▼▼▼

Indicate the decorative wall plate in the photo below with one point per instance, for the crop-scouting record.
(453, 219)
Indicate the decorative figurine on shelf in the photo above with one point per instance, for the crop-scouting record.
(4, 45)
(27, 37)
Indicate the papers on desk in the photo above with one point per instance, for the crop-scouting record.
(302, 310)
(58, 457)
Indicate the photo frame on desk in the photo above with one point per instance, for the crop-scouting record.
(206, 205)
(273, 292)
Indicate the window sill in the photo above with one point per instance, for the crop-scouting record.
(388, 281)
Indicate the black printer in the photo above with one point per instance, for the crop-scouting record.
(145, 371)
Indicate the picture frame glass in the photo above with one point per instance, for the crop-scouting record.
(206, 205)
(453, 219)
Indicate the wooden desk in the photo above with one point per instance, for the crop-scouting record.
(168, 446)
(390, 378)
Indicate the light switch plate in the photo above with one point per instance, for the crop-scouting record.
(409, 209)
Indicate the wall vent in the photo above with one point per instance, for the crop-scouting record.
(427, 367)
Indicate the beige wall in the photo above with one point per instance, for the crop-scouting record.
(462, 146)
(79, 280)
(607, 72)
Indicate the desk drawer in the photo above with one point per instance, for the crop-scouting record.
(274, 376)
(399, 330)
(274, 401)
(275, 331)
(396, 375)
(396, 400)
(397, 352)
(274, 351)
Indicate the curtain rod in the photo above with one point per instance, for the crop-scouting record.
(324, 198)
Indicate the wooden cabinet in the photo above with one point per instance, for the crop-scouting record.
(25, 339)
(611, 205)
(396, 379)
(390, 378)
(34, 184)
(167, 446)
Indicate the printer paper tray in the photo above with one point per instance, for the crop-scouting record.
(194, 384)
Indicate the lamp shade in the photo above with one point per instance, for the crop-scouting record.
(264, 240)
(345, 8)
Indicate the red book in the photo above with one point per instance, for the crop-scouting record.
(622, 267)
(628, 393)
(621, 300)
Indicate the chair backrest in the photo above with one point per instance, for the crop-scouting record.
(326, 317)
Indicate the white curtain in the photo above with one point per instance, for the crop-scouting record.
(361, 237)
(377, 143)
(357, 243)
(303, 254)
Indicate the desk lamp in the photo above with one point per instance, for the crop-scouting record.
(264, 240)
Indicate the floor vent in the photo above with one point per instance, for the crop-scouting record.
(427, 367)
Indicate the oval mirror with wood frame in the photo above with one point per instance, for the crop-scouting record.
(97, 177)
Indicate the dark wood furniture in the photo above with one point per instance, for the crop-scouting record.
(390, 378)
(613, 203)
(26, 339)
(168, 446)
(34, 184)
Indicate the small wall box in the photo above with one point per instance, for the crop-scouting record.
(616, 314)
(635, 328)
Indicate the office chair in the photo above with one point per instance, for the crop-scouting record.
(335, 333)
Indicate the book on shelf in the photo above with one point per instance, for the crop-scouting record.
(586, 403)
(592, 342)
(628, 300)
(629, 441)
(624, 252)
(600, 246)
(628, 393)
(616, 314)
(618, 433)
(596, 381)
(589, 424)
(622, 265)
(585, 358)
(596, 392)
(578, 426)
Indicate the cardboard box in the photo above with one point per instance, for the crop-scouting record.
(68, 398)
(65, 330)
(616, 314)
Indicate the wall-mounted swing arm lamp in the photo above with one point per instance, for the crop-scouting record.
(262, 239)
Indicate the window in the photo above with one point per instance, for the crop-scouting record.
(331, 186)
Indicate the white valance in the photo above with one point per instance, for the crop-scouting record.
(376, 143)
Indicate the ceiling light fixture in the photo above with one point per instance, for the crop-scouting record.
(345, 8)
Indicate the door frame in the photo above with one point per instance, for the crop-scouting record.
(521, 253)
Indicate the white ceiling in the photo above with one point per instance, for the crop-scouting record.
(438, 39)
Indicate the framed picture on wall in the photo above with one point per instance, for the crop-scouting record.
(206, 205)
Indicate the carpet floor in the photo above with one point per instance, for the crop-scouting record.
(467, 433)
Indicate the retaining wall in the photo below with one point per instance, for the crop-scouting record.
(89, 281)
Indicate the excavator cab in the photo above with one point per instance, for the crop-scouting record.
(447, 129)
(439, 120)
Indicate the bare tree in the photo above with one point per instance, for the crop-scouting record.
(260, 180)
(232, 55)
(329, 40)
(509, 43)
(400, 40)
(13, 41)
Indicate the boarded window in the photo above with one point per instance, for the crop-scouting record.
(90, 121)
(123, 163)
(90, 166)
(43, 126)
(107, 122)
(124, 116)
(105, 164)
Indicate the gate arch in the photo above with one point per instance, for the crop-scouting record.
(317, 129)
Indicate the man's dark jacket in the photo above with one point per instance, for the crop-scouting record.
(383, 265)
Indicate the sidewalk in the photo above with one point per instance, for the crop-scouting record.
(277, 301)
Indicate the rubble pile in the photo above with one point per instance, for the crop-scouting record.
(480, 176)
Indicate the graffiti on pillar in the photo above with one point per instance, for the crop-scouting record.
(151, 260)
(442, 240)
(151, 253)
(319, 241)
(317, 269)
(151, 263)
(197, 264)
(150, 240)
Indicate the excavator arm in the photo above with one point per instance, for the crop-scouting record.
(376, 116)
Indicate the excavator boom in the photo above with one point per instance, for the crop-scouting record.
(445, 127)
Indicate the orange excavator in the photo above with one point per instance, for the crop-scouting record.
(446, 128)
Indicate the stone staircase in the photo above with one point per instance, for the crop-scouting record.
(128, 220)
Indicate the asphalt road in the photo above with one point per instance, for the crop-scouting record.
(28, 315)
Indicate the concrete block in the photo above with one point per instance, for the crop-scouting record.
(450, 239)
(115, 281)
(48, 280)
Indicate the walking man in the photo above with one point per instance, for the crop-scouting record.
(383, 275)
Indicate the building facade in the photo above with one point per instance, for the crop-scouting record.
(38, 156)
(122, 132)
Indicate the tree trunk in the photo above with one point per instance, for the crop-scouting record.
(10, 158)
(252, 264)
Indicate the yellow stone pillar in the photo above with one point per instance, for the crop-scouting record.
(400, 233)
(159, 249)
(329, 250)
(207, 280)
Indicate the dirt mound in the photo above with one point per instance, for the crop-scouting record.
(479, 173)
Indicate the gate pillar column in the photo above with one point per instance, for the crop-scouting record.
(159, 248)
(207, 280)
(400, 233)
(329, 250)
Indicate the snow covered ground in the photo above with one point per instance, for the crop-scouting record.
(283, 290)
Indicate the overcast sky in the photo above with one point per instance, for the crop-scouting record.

▲▲▲

Reproduce all of the data above with "crop-scouting record" changed to "field inventory log" wherever it occurs. Keep everything else identical.

### Completed task:
Indicate the decorative wall plate in the photo below with one point per instance, for the field inventory log.
(453, 219)
Indicate the decorative figurine on shelf in the photo above with one point per instance, for the field inventory log.
(4, 45)
(27, 37)
Indicate the papers on desk in the photo above with one point per instance, for the field inventory log.
(302, 310)
(58, 457)
Indicate the photo frame on desk in the photo above with one point per instance, for the field inventory log.
(206, 205)
(273, 292)
Indicate the window sill in the photo above with one point per instance, for the field inventory log.
(388, 281)
Indicate the black printer in the photo above with one point per instance, for the field inventory log.
(145, 371)
Indicate the picture frame glass in the photo above with one point per instance, for the field inventory log.
(206, 205)
(453, 219)
Indicate the wooden desk in the photo above with one point per instance, for the field inventory log.
(168, 446)
(390, 378)
Indicate the light switch plate in the photo above with one point per instance, for the field inventory log.
(409, 209)
Indicate the wall vent in the photo above with one point per instance, for the field inventory log.
(427, 367)
Indicate the beige wall in the photo above with one point per instance, for the field inventory log.
(462, 146)
(79, 280)
(607, 72)
Indicate the desk drawer in the photo above with one point per instance, for the field inventory log.
(274, 376)
(399, 330)
(274, 401)
(275, 331)
(396, 375)
(396, 400)
(397, 352)
(274, 351)
Indicate the curtain rod in the photo above with one point per instance, for the field inventory log.
(324, 198)
Indicate the wooden cabinet in the photo above with one point per instance, for the field inventory log.
(25, 339)
(611, 205)
(396, 379)
(390, 378)
(34, 184)
(167, 446)
Indicate the printer paper tray in the photo above with one point per instance, for the field inventory log.
(194, 384)
Indicate the lamp shade in the photo above with one point per instance, for the field inventory log.
(264, 240)
(345, 8)
Indicate the red book in the photo above with one point per instance, for the field inventory log.
(622, 267)
(628, 393)
(621, 300)
Indicate the chair backrest in the photo above with one point per instance, for the field inventory log.
(326, 317)
Indicate the white curtain in the photo above with one point per instance, for the field inventory log.
(361, 237)
(377, 143)
(357, 243)
(303, 254)
Indicate the desk lamp in the photo above with one point per instance, for the field inventory log.
(264, 240)
Indicate the floor vent in the photo above with one point per instance, for the field inventory log.
(427, 367)
Indicate the oval mirror with wood frame in the photo above with one point per instance, for the field inventory log.
(97, 177)
Indicate the dark wood furniture in the photo above with one point per instance, for the field inventory log.
(390, 378)
(613, 203)
(26, 339)
(168, 446)
(34, 184)
Indicate the small wall box in the photo above with one point per instance, for the field inventory log.
(616, 314)
(635, 328)
Indicate the office chair in the photo above with one point per instance, for the field inventory log.
(335, 333)
Indicate the book on shelf in the photo above with one point per instance, for the field inventory log.
(586, 403)
(592, 342)
(628, 300)
(629, 441)
(624, 252)
(600, 246)
(628, 393)
(616, 314)
(618, 433)
(596, 381)
(589, 424)
(622, 265)
(585, 358)
(596, 392)
(578, 426)
Indicate the cardboard box in the photo above with one point per instance, for the field inventory log.
(68, 398)
(65, 330)
(616, 314)
Indicate the wall-mounted swing arm lamp in the photo above with one point per instance, for the field inventory log.
(262, 239)
Indicate the window in the photo above with one point per instance, for the field inventory log.
(331, 186)
Indicate the white valance in the photo above with one point per instance, for the field inventory log.
(376, 143)
Indicate the ceiling light fixture in the photo above with one point per instance, for the field inventory log.
(345, 8)
Indicate the door frame in the photo above with one point per instance, for the field inventory log.
(521, 253)
Indicate the white ceiling in the photo above with one point per instance, for the field inventory log.
(438, 39)
Indicate the framed picture on wall in the photo above with one point per instance, for the field inventory log.
(206, 205)
Indicate the carpet floor in the photo above with one point per instance, for the field inventory log.
(467, 433)
Indicate the retaining wall in the photo below with one point per instance, for the field inventory log.
(89, 281)
Indicate the excavator cab in the photo above with one point per instance, for the field inventory log.
(447, 129)
(439, 120)
Indicate the bare tree in the photo above with one point per instance, for the field inventory log.
(260, 180)
(232, 55)
(329, 40)
(509, 43)
(400, 40)
(13, 41)
Indicate the boarded window in the photo above with one point per instance, for the field inventory log.
(90, 121)
(123, 163)
(90, 166)
(43, 126)
(107, 122)
(124, 116)
(105, 164)
Indicate the gate arch in the photo above with one point per instance, for the field inventory log.
(317, 129)
Indicate the man's dark jacket in the photo above with one point per instance, for the field inventory log.
(383, 265)
Indicate the sidewalk in the photo above with one point per instance, for the field inventory log.
(277, 301)
Indicate the rubble pile in the photo above with one point per instance, for the field inventory log.
(480, 176)
Indicate the graffiti on pillar in the photo above with one point per instance, for the field inventory log.
(151, 260)
(442, 240)
(151, 253)
(319, 241)
(317, 269)
(151, 263)
(197, 264)
(150, 240)
Indicate the excavator arm in the photo above with one point per instance, for the field inventory log.
(376, 116)
Indicate the excavator boom in the photo above with one point per instance, for the field inventory log.
(445, 127)
Indicate the orange excavator in the photo above with one point per instance, for the field inventory log.
(446, 128)
Indicate the stone staircase in the photo above with one point per instance, for the field inventory log.
(128, 220)
Indicate the asphalt road in the photo above with one point per instance, for the field inventory log.
(28, 315)
Indicate the concrete block in the photo above with one point per instance, for the field inventory log.
(450, 239)
(115, 281)
(48, 280)
Indicate the walking man in the photo above with one point per instance, for the field inventory log.
(383, 275)
Indicate the building facade in the photo above with one point per instance, for the field inventory log.
(38, 156)
(122, 132)
Indicate the tree trunk in the photo above with one point per instance, for the field inventory log.
(10, 158)
(252, 264)
Indicate the yellow stone pillar in the photo above with one point per instance, for the field inventory log.
(400, 233)
(159, 249)
(329, 250)
(207, 280)
Indicate the dirt mound in the photo above with one point per instance, for the field inventory log.
(479, 173)
Indicate the gate pillar column in the photo above with one point per instance, for the field inventory log.
(159, 248)
(207, 280)
(400, 233)
(329, 250)
Indicate the snow covered ground in the photo above with one point per instance, for the field inventory log.
(283, 290)
Indicate the overcast sky in the photo above with one point per instance, for the field inventory log.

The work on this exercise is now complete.